** Opening Supplied passage block **

Tobacco’s Growing List of Dangers
BY NOW most people know that smoking contributes to lung cancer, heart attack and many other ailments, killing hundreds of thousands of people each year.a “It is by far and away our most serious health problem,” says the director of public education for the Canadian Cancer Society. And the U.S. surgeon general calls smoking “the chief preventable cause of death in our society.”
As if all of this is not bad enough, researchers continue to uncover more and more health hazards caused by smoking. Following are some recent items in tobacco’s growing list of dangers.
● Smokers are more likely to catch the flu during an epidemic and they usually have it worse than nonsmokers, according to a study reported in the New England Journal of Medicine. “The risk for all influenza (both mild and severe) increased from 47 percent in nonsmokers to 72 percent in the heavy smokers [more than one pack a day],” says the report. Smokers also lost 20.5 percent more workdays due to the flu. The report says that the difference would have been even greater were it not for the fact that the nonsmokers were often confined to the same smoke-filled rooms as the smokers. Nonsmokers, beware of danger!
● Smoking destroys the vitamin C that a person takes in from food and drink. “One cigarette destroys 25 mg. of vitamin C in the body, which means that 500 mg. are neutralized for every package of cigarettes smoked,” says Richard Lucas in his book Nature’s Medicines. And a report in the American Journal of Digestive Diseases adds that nicotine decreased the ascorbic acid (vitamin C) content of the blood by 24 to 31 percent. Thus smokers are in much greater need of this essential vitamin. “This may explain why those who smoke generally are more prone to infections than those who do not,” says Lucas.
● Smoking poses a “special risk of hearing loss” for “people who work or live in high-noise-level environments,” reports Family Health magazine. Two researchers at the University of Oklahoma Health Sciences Center found that the hearing of smokers who were exposed to loud noise for several minutes “took much longer to return to normal” than that of nonsmokers. But when the smokers desisted from smoking for 12 hours, their hearing recovered almost as quickly. The report in Family Health suggests that “posting ‘No Smoking’ signs and enforcing the rules” would be an effective way to reduce hearing loss in industry.
● Smoking during pregnancy damages fetal arteries, according to a Dutch researcher at Rotterdam University Hospital’s Thoraxcenter. “Severe vessel-wall changes were seen in scanning electron micrographs of umbilical arteries from infants born to women who smoked 10 or more cigarettes a day,” says a report in the magazine Medical World News. The researcher noted that “some of the cells were irregularly shaped, abnormally large, and had very rough fissured surfaces . . . In none of the non-smoking mothers’ umbilical arteries did we see such damage.” A Cornell University professor commented: “That fetal vessels are injured, I think, goes along with what we know about the low birthweights and high incidence of congenital malformations and premature separations among babies of women who smoke.”

** Closing Supplied passage block **
** Opening Extracted data block **

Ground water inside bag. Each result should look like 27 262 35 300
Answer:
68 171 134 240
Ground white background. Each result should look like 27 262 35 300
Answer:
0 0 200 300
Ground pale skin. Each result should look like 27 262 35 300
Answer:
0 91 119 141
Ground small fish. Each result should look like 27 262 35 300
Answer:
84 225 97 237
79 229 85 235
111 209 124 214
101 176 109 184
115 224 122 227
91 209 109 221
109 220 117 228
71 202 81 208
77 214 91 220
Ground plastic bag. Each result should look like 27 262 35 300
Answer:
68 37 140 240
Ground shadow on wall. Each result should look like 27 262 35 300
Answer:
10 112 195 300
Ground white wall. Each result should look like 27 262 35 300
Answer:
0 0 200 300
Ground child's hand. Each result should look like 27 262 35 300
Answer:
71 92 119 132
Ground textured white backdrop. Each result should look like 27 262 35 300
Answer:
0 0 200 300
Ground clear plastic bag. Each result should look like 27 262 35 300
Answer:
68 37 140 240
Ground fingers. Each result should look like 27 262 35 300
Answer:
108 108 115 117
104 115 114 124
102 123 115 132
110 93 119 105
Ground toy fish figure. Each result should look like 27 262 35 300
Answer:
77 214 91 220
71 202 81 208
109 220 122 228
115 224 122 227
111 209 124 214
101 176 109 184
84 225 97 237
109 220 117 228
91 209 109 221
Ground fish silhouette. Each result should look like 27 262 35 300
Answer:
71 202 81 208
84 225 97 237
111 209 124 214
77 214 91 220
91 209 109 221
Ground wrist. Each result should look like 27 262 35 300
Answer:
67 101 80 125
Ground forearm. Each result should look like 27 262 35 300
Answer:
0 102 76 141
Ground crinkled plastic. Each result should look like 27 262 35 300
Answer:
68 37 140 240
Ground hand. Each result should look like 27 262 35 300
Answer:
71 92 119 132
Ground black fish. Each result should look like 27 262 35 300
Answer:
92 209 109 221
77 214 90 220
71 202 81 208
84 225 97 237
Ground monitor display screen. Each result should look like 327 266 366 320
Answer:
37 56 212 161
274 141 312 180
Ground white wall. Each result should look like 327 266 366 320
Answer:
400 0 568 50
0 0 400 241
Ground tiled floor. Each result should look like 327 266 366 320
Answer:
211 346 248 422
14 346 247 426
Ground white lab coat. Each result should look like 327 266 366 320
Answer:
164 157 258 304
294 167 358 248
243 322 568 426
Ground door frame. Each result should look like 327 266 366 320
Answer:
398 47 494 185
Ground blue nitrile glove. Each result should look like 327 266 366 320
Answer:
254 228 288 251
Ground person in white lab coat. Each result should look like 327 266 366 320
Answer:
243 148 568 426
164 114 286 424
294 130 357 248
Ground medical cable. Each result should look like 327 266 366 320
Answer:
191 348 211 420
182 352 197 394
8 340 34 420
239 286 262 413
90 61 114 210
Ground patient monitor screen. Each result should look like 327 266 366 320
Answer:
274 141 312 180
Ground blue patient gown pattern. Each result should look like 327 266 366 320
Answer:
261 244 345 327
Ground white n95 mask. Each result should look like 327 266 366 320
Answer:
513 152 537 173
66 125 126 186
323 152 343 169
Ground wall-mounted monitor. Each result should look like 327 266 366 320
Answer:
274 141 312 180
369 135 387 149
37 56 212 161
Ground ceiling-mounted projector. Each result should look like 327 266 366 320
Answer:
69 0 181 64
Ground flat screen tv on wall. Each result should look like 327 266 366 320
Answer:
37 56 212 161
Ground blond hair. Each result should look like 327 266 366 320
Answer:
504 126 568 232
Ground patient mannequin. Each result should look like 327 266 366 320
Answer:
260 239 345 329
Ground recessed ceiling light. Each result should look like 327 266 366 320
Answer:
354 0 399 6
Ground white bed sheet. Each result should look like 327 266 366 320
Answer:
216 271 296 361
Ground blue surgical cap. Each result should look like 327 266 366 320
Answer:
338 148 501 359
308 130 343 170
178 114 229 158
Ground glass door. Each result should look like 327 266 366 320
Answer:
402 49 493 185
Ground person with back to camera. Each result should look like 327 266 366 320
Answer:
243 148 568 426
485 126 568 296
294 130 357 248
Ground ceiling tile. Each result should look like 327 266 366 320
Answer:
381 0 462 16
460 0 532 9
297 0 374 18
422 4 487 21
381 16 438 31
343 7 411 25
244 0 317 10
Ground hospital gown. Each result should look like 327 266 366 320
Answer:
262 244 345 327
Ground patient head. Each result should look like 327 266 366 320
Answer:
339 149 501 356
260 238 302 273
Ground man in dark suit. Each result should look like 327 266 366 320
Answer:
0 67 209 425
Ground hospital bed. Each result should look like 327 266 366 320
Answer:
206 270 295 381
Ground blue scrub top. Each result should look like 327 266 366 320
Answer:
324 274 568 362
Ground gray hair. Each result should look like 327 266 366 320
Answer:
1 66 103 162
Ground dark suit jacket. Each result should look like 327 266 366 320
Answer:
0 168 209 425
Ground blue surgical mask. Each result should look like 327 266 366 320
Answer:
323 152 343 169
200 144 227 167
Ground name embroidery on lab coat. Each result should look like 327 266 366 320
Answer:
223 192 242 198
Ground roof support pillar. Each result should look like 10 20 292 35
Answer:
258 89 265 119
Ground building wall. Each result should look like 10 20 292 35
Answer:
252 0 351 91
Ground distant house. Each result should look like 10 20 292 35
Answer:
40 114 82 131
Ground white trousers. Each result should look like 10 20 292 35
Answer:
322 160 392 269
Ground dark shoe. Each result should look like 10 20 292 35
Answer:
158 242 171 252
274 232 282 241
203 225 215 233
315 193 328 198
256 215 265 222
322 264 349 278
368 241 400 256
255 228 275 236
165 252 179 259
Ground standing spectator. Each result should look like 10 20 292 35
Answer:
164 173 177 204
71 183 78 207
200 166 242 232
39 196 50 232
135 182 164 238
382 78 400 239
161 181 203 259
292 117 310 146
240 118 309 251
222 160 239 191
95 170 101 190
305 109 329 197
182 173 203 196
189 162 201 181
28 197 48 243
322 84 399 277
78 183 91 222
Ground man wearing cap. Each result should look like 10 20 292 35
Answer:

** Closing Extracted data block **

* Description of the task
Continue the article on tobacco's dangers from the point where it stops.

* Task answer
● Even “fathers’ smoking may harm fetuses,” reports The New York Times. A study made at Cleveland Metropolitan General Hospital/Case Western Reserve University shows that “when a nonsmoking pregnant woman is exposed to the cigarette smoke of other people [such as the father], the fetal blood contains significant amounts of tobacco smoke by-products.”
● What about infants whose parents smoke? “Because the brain’s barrier to drugs and the liver, which detoxifies nicotine, are less well developed in infants than in adults,” passive smoking is particularly harmful to them, reports Science News magazine. Damages could range from aversion to certain foods, due to nausea caused by tobacco smoke, to sudden infant death syndrome.
● ‘Where there is smoke, there is fire’ is really more than a figure of speech. Nearly one third of the deaths and injuries in residential fires occur in blazes started by smoldering cigarettes, far more than any other single cause, according to the New York City Fire Department. Although at least 2,300 people are killed and 5,800 are injured each year in the United States due to cigarette-related fires, this “health problem” has received little public attention, complains the director of the Burn Council in San Francisco.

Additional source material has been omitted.